-- begin Record excerpts --
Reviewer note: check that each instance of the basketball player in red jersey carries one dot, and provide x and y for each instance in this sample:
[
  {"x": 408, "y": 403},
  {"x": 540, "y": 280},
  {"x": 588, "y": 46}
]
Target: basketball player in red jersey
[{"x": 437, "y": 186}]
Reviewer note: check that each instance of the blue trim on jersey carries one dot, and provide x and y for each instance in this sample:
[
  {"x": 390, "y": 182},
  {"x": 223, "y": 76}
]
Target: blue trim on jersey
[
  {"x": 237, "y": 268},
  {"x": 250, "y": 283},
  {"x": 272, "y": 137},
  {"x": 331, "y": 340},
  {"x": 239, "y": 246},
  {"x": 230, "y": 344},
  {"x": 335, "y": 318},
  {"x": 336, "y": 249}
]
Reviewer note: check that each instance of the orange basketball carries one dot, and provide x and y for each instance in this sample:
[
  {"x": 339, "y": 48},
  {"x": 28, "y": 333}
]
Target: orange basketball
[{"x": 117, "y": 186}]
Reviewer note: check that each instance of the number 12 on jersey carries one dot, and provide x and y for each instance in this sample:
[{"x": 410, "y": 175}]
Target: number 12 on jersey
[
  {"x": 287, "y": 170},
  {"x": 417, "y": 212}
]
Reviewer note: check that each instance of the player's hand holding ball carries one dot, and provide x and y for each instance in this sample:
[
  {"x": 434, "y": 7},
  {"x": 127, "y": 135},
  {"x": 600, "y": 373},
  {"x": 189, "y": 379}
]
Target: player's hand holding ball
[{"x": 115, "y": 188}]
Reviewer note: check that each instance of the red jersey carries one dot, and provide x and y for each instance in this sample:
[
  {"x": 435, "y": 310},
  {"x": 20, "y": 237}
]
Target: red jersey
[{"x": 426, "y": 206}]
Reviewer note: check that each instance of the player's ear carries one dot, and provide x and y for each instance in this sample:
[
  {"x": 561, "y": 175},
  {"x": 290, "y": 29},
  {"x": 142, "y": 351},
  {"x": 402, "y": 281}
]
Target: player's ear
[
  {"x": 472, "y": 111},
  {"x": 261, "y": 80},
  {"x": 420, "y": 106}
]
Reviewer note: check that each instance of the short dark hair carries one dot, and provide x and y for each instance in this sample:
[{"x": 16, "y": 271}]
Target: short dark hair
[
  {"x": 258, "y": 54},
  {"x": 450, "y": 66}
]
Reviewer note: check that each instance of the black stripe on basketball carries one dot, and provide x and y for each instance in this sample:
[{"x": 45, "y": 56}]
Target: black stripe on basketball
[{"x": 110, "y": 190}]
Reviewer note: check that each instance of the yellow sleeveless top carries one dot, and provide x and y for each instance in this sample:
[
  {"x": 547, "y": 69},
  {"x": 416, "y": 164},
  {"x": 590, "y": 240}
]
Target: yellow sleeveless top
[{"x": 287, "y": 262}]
-- end Record excerpts --
**Exercise brief:**
Reproduce every line of the records from the line with "Reviewer note: check that each instance of the player's ear" through the end of the records, both ends included, requests and all. Scale each x and y coordinate in the answers by 2.45, rounding to whole numbers with halves rounded up, and leave the coordinates inside the requests unchanged.

**Complete output:**
Reviewer note: check that each instance of the player's ear carries one dot, and provide x and y for each instance in this sample:
[
  {"x": 561, "y": 175},
  {"x": 290, "y": 29},
  {"x": 142, "y": 351},
  {"x": 402, "y": 281}
]
Target: player's ear
[
  {"x": 1156, "y": 272},
  {"x": 639, "y": 196},
  {"x": 1029, "y": 260}
]
Reviewer note: check that each instance of the short dark hair carries one dot, and provide x and y for each instance in this sample:
[{"x": 16, "y": 271}]
Target: short dark hair
[
  {"x": 632, "y": 132},
  {"x": 1103, "y": 162}
]
Reviewer note: check that each instance of the black stripe on basketball carries one dot, and provide x and y for each instance in this sample:
[{"x": 45, "y": 56}]
Target: black stripe on basketball
[{"x": 270, "y": 466}]
Reviewer note: check that each instance of the yellow sleeveless top carries one dot, and provide x and y for each instance in this sample:
[
  {"x": 547, "y": 69},
  {"x": 416, "y": 164},
  {"x": 590, "y": 240}
]
Target: yellow sleeveless top
[{"x": 703, "y": 642}]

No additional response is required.